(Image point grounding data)
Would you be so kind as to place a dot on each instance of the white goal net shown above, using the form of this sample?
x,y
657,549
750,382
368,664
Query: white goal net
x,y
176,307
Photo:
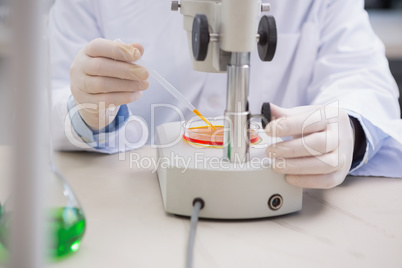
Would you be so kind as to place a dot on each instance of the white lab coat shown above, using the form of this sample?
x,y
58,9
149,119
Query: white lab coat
x,y
326,52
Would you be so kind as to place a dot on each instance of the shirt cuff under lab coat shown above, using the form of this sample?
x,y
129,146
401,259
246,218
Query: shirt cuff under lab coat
x,y
374,137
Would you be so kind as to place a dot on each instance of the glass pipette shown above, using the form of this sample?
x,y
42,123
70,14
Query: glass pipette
x,y
172,90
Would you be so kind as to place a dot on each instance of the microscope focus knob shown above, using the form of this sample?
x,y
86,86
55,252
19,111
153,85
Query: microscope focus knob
x,y
200,37
268,38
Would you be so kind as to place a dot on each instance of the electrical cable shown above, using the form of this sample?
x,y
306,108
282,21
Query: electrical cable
x,y
198,204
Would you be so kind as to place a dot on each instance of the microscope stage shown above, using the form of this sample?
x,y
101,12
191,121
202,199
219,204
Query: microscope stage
x,y
229,190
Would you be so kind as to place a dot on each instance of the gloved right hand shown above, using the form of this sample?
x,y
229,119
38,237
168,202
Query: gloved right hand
x,y
102,78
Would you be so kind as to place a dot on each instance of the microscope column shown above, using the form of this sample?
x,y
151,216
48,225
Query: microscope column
x,y
237,117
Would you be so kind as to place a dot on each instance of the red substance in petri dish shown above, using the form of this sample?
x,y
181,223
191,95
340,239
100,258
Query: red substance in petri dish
x,y
208,136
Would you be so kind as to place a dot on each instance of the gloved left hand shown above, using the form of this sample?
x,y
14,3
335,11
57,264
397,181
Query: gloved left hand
x,y
320,153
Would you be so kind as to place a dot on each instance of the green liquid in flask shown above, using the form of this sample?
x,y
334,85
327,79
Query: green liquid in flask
x,y
66,227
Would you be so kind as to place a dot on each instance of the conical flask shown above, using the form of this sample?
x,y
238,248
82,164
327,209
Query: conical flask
x,y
65,220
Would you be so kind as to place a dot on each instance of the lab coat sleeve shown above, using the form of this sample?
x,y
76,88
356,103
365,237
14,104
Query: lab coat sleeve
x,y
351,71
72,24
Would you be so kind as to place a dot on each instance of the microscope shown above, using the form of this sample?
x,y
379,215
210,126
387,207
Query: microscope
x,y
221,35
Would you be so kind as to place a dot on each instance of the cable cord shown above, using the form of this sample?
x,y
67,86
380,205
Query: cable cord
x,y
198,205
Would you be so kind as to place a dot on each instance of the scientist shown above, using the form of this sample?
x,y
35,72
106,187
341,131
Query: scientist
x,y
328,63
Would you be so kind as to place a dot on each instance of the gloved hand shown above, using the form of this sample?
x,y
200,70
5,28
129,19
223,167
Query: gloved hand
x,y
102,78
320,153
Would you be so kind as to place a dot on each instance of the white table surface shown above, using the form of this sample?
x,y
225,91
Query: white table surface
x,y
357,224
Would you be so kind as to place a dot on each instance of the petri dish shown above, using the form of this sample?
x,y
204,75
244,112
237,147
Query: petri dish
x,y
196,132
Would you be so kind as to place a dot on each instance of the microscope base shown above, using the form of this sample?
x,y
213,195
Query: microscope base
x,y
229,190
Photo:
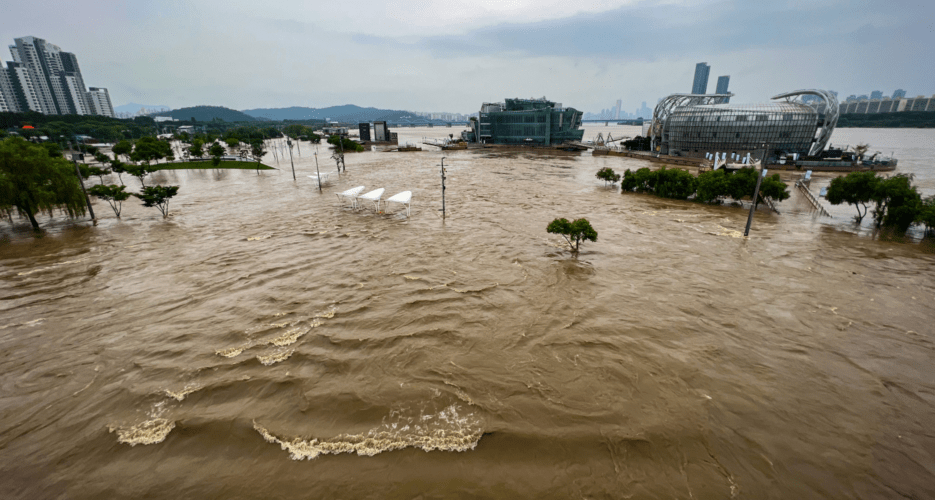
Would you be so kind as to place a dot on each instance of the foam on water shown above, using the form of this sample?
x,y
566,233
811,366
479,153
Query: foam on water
x,y
231,352
292,335
181,393
446,430
327,314
149,432
275,357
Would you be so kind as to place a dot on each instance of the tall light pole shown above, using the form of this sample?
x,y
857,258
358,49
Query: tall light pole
x,y
756,192
74,159
443,187
317,172
289,142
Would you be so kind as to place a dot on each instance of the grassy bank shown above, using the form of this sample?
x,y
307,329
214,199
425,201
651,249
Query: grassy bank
x,y
208,165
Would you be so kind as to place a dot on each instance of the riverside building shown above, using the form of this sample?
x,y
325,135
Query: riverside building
x,y
45,79
533,122
693,125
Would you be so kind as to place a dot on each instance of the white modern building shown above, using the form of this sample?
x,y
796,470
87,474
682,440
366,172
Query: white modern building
x,y
43,78
100,102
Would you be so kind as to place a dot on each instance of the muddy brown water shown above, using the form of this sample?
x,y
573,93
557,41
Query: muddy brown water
x,y
266,341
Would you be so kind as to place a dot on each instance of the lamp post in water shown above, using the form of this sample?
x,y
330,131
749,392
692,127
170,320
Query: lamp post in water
x,y
317,172
74,159
289,142
443,187
756,192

■ **Directions for this task**
All entries above, minus the pictures, should be repeated exactly.

■ **Result below**
Would you be so kind as to place a dot on each instance of the white goal net shown above, using the form of this sample?
x,y
657,549
750,382
368,664
Query: white goal net
x,y
176,307
Photo:
Would you be so kind as to place a dot on each instance of the white lab coat shown above, using the form of this sample?
x,y
58,9
149,119
Query: white lab coat
x,y
326,52
Would you be so kind as to place a dot on each instance of the shirt cuff under lab coat shown above, using the form of this sample?
x,y
129,146
401,259
246,218
Query: shirt cuff under lab coat
x,y
374,137
Would you be so kind as to place a dot on each instance of the glass pipette shown above, using the form of this sample?
x,y
42,123
70,14
Query: glass pipette
x,y
172,90
Would you be so kind as to place a dot on each instance of the microscope focus knob shown above, using the form of this sample?
x,y
86,86
55,252
19,111
153,85
Query: microscope focus knob
x,y
200,37
268,38
Would you be so kind as to place a dot on each instance of the electrical cable shown above, using the form of this sample?
x,y
306,108
282,21
Query: electrical cable
x,y
198,204
Would you be so kind as to place a dot on each instance of the microscope stage shown above, using the form of this sample?
x,y
101,12
191,121
202,199
219,204
Query: microscope stage
x,y
229,190
Would you be so kind as to place a dot on each instance of the gloved right hand shown above, using the form of this sample?
x,y
229,119
38,237
168,202
Query: gloved right hand
x,y
102,78
Would you be so kind as to place a dot on each instance of the microscope column shown above, using the form of this sample?
x,y
151,216
48,225
Query: microscope column
x,y
237,117
Would you be so kind as to place a dot on each instance of the red substance in petri dish shown above, using the form of this sample?
x,y
181,223
191,95
340,239
100,258
Query: red substance in petri dish
x,y
208,136
Would you be so kind as to place a dot on each instance of the gloved left hand shown above, using the form of this sample?
x,y
14,3
335,11
57,264
397,181
Query: gloved left hand
x,y
320,153
Would you be so kind as to place a dot on each instance of the green liquid in flask shown above, using the form of this sample?
x,y
334,85
327,79
Query: green liquid in flask
x,y
66,227
Would you be so kind as to place a dot on each instance of the conical flask shown above, using the form of this sample?
x,y
238,248
82,164
327,209
Query: conical flask
x,y
65,220
Would you be so kind as to place a dot on each instance of the lab coat sleeve shown above, using the form of this sample?
x,y
76,88
356,103
365,237
14,104
Query: lab coat sleeve
x,y
351,71
72,24
Would you be so kind as to place a dot on each instance of the microscope shown above, using the form of this sample?
x,y
379,215
210,126
387,207
Query: microscope
x,y
221,35
Would you be so kind as to place a dot on each instance of the cable cord shown above, using the form of this sample?
x,y
67,86
380,205
Query: cable cord
x,y
198,205
Would you be so kind as to place a dot on each instance of the scientist shown above, using the form of this sample?
x,y
35,72
106,187
341,131
Query: scientist
x,y
328,63
Would you be so kind as to place a dot on each instance of the gloved hand shown above, using the form of this sample?
x,y
200,70
5,28
129,19
223,167
Query: gloved hand
x,y
102,78
320,153
Would you be so kind as to place a dot on each instance of the white table surface shown above, using the form of this sample?
x,y
225,91
Query: white table surface
x,y
357,224
Would you be so kind as to place a dot on each instance of the petri dish shown above, using the form of this sample?
x,y
204,75
244,112
237,147
Query: petri dish
x,y
196,132
Would you be so kind as to place a dot on each instance of the microscope base shown above, using the form of this sample?
x,y
213,195
Query: microscope base
x,y
229,190
Photo:
Would you be so kind as to place a dot on each instance of the foam on water shown above, using the form of this sample?
x,y
566,233
811,366
479,153
Query: foam on water
x,y
231,352
292,335
181,393
446,430
327,314
149,432
275,357
Would you be so kind as to place a dot on each instance of the tall light pole shown above, using the form of this sample?
x,y
857,258
358,49
Query: tall light pole
x,y
756,192
74,159
443,187
317,172
289,142
Would you be so kind as to place a dot on each instance of the grassy bank shown above, using the form of this sample?
x,y
307,329
214,199
425,201
651,249
Query: grassy bank
x,y
208,165
Would you be so kind as to place a dot on each instance of the riverside building shown above, using the form of this sample?
x,y
325,135
Query: riverside building
x,y
45,79
533,122
693,125
Would you be so kind as to place a dot on each instance of the white modern building shown above, using the form of this sample?
x,y
796,470
87,474
682,440
366,172
Query: white modern building
x,y
43,78
100,102
Would you be so kind as to place a dot on each instance of the muddy brown water shown above, using the form of this sample?
x,y
573,93
557,41
Query: muddy brown water
x,y
266,341
Would you be so kind as to place a dot on each instance of the lamp post in water shown above, using the form of this sample?
x,y
330,131
749,392
692,127
170,320
Query: lamp post in water
x,y
317,172
74,159
289,142
443,187
756,192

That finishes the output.